-- What you need to do --
Transcribe the material below exactly as it appears.

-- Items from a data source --
★ ★ ★ ★ ★ ★ ★

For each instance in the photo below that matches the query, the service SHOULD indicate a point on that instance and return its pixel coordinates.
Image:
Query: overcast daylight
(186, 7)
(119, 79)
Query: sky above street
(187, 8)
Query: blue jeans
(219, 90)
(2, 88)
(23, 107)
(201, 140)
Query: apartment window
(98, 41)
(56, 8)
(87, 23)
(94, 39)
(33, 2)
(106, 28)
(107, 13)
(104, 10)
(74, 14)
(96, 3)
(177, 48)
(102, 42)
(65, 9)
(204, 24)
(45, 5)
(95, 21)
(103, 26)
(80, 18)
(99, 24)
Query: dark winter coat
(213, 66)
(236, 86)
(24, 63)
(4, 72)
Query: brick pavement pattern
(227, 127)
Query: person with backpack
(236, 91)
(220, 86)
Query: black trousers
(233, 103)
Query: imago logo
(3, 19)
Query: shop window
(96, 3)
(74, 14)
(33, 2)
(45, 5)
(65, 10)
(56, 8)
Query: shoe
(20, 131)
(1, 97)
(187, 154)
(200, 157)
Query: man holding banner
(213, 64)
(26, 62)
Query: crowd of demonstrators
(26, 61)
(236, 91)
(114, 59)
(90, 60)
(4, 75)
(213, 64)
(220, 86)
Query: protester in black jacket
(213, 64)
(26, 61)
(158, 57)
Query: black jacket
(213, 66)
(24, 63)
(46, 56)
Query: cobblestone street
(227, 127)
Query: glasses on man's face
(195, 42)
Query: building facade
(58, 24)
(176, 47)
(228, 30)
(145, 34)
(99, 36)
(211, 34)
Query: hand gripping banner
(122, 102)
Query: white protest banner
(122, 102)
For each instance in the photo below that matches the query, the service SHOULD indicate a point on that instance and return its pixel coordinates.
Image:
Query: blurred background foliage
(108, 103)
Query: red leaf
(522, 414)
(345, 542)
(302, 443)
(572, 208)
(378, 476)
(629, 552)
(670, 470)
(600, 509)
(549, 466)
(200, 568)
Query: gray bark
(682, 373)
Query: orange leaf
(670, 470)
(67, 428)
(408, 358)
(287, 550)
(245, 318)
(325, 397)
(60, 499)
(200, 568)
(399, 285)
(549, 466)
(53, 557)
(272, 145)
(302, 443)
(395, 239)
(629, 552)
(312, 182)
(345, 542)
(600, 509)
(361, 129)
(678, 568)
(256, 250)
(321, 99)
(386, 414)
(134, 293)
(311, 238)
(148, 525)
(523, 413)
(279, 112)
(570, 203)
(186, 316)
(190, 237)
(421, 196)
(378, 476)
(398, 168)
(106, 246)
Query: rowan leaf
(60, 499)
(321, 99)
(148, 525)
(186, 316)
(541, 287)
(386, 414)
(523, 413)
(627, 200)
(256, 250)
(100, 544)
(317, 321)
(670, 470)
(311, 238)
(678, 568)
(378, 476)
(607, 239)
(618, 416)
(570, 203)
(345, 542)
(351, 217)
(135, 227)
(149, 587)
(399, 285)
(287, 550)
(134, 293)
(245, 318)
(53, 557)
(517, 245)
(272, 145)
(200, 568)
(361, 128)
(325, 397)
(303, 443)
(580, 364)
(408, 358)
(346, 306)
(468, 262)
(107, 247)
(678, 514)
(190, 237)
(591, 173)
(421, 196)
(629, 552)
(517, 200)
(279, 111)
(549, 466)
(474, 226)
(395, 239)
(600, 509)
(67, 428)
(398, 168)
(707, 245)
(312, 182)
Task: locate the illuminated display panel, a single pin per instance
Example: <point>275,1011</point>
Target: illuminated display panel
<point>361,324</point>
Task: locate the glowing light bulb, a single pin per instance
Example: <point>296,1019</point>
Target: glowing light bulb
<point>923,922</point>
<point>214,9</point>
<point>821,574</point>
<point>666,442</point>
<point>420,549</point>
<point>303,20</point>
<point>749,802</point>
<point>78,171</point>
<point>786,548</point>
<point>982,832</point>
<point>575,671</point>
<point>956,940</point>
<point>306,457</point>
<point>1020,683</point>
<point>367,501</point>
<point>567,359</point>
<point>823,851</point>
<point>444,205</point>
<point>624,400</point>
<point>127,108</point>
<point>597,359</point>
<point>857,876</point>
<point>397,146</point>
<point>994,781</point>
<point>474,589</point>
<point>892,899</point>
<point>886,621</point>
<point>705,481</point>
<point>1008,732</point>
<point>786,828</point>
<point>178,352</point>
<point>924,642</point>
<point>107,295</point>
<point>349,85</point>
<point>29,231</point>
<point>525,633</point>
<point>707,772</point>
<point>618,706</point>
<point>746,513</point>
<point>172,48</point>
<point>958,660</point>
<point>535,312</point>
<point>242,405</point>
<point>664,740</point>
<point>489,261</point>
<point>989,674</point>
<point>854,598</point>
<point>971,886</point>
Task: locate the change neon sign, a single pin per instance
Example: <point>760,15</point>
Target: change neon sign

★ ★ ★ ★ ★ ★ ★

-- Written solution --
For each instance in the photo below that matches the query, the service SHOULD indicate a point on that instance and return its pixel coordinates.
Image:
Query: overcast daylight
(186, 7)
(119, 79)
Query: sky above street
(187, 8)
Query: blue jeans
(219, 90)
(2, 88)
(23, 107)
(201, 140)
Query: apartment window
(98, 41)
(56, 8)
(87, 23)
(94, 39)
(33, 2)
(106, 28)
(107, 13)
(104, 10)
(74, 14)
(96, 3)
(177, 48)
(102, 42)
(65, 9)
(204, 24)
(45, 5)
(95, 21)
(103, 26)
(80, 18)
(99, 24)
Query: dark winter coat
(213, 66)
(236, 86)
(24, 63)
(4, 72)
Query: brick pavement pattern
(227, 127)
Query: person with backpack
(236, 91)
(220, 86)
Query: black trousers
(233, 103)
Query: imago logo
(3, 19)
Query: shop window
(96, 3)
(74, 14)
(33, 2)
(45, 5)
(65, 10)
(56, 8)
Query: shoe
(20, 131)
(1, 97)
(187, 154)
(200, 157)
Query: man holding banner
(213, 64)
(26, 62)
Query: crowd of demonstrators
(26, 61)
(236, 91)
(114, 59)
(90, 60)
(4, 75)
(213, 64)
(220, 86)
Query: protester in black jacket
(213, 64)
(26, 61)
(158, 57)
Query: black jacket
(213, 66)
(24, 63)
(46, 56)
Query: cobblestone street
(227, 127)
Query: glasses on man's face
(195, 42)
Query: building facade
(58, 24)
(176, 47)
(228, 30)
(145, 34)
(99, 36)
(211, 34)
Query: hand gripping banner
(122, 102)
Query: white protest banner
(122, 102)
For each instance in the photo below that matches the query, the service SHOULD indicate a point on that instance and return its pixel coordinates.
Image:
Query: blurred background foliage
(108, 103)
Query: red leaf
(522, 414)
(345, 542)
(302, 443)
(572, 208)
(378, 476)
(629, 552)
(670, 470)
(600, 509)
(549, 466)
(200, 568)
Query: gray bark
(682, 373)
Query: orange leaf
(670, 470)
(67, 428)
(408, 358)
(287, 550)
(245, 318)
(325, 397)
(60, 499)
(200, 568)
(399, 285)
(549, 466)
(53, 557)
(272, 145)
(302, 443)
(395, 239)
(629, 552)
(312, 182)
(345, 542)
(600, 509)
(361, 129)
(678, 568)
(256, 250)
(321, 99)
(386, 414)
(134, 293)
(311, 238)
(148, 525)
(523, 413)
(279, 112)
(570, 203)
(186, 316)
(190, 237)
(421, 196)
(378, 476)
(398, 168)
(106, 246)
Query: rowan leaf
(60, 499)
(321, 99)
(148, 525)
(186, 316)
(541, 287)
(386, 414)
(523, 413)
(627, 200)
(256, 250)
(100, 544)
(317, 321)
(670, 470)
(311, 238)
(678, 568)
(378, 476)
(607, 239)
(618, 416)
(570, 203)
(345, 542)
(351, 217)
(135, 227)
(149, 587)
(399, 285)
(287, 550)
(134, 293)
(245, 318)
(53, 557)
(517, 245)
(272, 145)
(200, 568)
(361, 128)
(325, 397)
(303, 443)
(580, 364)
(408, 358)
(346, 306)
(468, 262)
(107, 247)
(678, 514)
(190, 237)
(591, 173)
(421, 196)
(629, 552)
(517, 200)
(279, 111)
(549, 466)
(474, 226)
(395, 239)
(600, 509)
(67, 428)
(398, 168)
(707, 245)
(312, 182)
Task: locate the illuminated display panel, a single pin per instance
Example: <point>275,1011</point>
Target: illuminated display panel
<point>361,324</point>
Task: locate the glowing light bulb, a single pin per instance
Example: <point>296,1019</point>
Target: glowing light bulb
<point>923,922</point>
<point>214,9</point>
<point>821,574</point>
<point>666,442</point>
<point>420,549</point>
<point>303,20</point>
<point>749,802</point>
<point>78,171</point>
<point>786,548</point>
<point>982,832</point>
<point>575,671</point>
<point>956,940</point>
<point>306,457</point>
<point>1020,683</point>
<point>367,501</point>
<point>567,359</point>
<point>823,851</point>
<point>444,205</point>
<point>624,400</point>
<point>127,108</point>
<point>597,359</point>
<point>857,876</point>
<point>397,146</point>
<point>994,781</point>
<point>474,589</point>
<point>892,899</point>
<point>886,621</point>
<point>705,481</point>
<point>1008,732</point>
<point>786,828</point>
<point>178,352</point>
<point>924,642</point>
<point>107,295</point>
<point>349,85</point>
<point>29,231</point>
<point>525,633</point>
<point>707,772</point>
<point>618,706</point>
<point>746,513</point>
<point>172,48</point>
<point>958,660</point>
<point>535,312</point>
<point>242,405</point>
<point>664,740</point>
<point>489,261</point>
<point>989,674</point>
<point>854,598</point>
<point>971,886</point>
Task: locate the change neon sign, a single pin per instance
Example: <point>760,15</point>
Target: change neon sign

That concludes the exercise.